_Task instructions_
#1 Copy the stretch of the passage about teaching biology students to use their imagination from "It got better." through "inside of them.".
#2 Answer these questions using the passage about teaching biology students to use their imagination.
(a) In what school years were the students in the Biology class?
(b) What did the class do at the beginning of every session?
(c) Where did the students think all the answers could be found?
#3 Go on with the account of teaching biology students to use their imagination, picking up after its final sentence.

_Excerpt provided_
—————

The answer was to make the path to creativity familiar. For me, as a teacher, it was as if my students, who were juniors and seniors in Biology had a room in their brains (their imaginations) that they didn’t know how to access, didn’t know if they were any good at it, and didn’t know what the rewards would be of accessing it.  Honestly, that year was one of the most fascinating of my teaching career because I was discovering in the classroom and helping students develop a tool that was profound and unknown to them. We started every class by turning out the lights, closing our eyes, and visualizing what we were going to talk about that day.  We might go into a cell.  I’d ask, how big should we be?  How thick is the plasmalemma? Let’s go over to a mitochondria and see if we can ask any great questions about it?  Typically, we would end up asking amazing questions – that hadn’t been asked before, that could have contributed to our understanding of disease, development of technology, and communicating science.

At first many students were irritated by this approach.  I remember a young man who was headed for medical school, as I asked him to look at a very simple table he hadn’t seen before and tell me what he saw.  I wanted to get the students to trust themselves and their ability to learn logically. The young man gave me some answers that were related to words he’d heard in early classes, but not close to relevant to what he was looking at. I asked him again to tell me what he saw. He started shaking and crying and said, “Just tell me what you want me to see.”  I remember that moment clearly.  I said, well, there are 2 columns, one is longer than the other, this number is larger than that one…

It got better. We worked hard together that semester and so many of the students grew in their ability to use what was inside them to ask and answer questions.  As that happened they became much happier in school and even in their lives.  I realized that as long as they thought all the answers were in a Google search they didn’t realize the profound beauty of being human and having magic inside of them.

—————

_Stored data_
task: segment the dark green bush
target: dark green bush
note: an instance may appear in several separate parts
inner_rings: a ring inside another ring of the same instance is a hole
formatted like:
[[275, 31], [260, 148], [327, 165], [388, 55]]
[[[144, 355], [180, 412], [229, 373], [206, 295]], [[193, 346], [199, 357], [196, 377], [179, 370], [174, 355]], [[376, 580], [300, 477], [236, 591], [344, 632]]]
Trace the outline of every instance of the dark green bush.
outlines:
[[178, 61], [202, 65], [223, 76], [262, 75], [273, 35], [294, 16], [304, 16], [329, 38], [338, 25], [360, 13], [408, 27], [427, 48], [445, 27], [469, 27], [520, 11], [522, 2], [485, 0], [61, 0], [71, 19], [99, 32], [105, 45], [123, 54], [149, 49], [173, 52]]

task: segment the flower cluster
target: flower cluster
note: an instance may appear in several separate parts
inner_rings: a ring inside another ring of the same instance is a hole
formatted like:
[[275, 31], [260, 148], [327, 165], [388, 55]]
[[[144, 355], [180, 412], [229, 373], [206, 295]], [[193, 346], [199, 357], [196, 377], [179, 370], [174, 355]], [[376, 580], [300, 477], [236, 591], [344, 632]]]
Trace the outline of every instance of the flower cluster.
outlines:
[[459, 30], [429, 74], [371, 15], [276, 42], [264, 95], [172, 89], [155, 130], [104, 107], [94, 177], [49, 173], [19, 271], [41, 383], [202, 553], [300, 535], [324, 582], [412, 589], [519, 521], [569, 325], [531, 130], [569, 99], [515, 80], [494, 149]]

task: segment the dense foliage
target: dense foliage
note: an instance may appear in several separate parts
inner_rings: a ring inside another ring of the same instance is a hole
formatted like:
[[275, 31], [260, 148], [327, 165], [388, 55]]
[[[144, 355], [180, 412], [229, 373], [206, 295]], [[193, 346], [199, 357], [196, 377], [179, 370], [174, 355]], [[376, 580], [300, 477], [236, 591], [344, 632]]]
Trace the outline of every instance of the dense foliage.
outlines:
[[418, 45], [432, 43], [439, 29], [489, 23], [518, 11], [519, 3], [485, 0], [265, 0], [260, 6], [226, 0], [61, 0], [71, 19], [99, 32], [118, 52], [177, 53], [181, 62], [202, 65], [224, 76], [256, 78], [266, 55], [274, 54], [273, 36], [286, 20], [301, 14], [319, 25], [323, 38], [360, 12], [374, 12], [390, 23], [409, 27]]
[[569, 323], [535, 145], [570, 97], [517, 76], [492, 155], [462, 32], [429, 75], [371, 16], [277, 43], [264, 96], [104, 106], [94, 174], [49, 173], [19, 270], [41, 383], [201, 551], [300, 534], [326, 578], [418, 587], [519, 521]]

—————

_Answer set_
#1
It got better. We worked hard together that semester and so many of the students grew in their ability to use what was inside them to ask and answer questions.  As that happened they became much happier in school and even in their lives.  I realized that as long as they thought all the answers were in a Google search they didn’t realize the profound beauty of being human and having magic inside of them.

#2
(a) They were juniors and seniors.
(b) They turned out the lights, closed their eyes, and visualized what they were going to talk about that day.
(c) They thought all the answers were in a Google search.

#3
Creativity changed lives. About 5 years after the class, I contacted the young man again and asked him if he thought our class was valuable to him.  He had finished medical school and was happy to let me know that genomics was very helpful because it’s the future of medicine. Then he said, “you know – this is maybe silly – but remember how we used to go down into a cell in our minds?  I use that all the time – it’s the way I understand immunology and antibiotic action and other things.  I was one of the best people in my class in this!”

Having put this kind of intentional energy into our students and seen their transformations, I believe fundamentally that they are important – vital – for the future of our state.  NM is beautiful and fragile and amazing. What I love about our former students is that they see this.  For them, it’s not “NM doesn’t want to change” – it’s “How can we grow and still keep our traditions, our unique cultures, our languages – and use all of it for innovation.”  Instead of seeing the diversity and individuality of our state as a negative, they see it as fueling creativity by giving us different perspectives and the ability to think completely outside the box.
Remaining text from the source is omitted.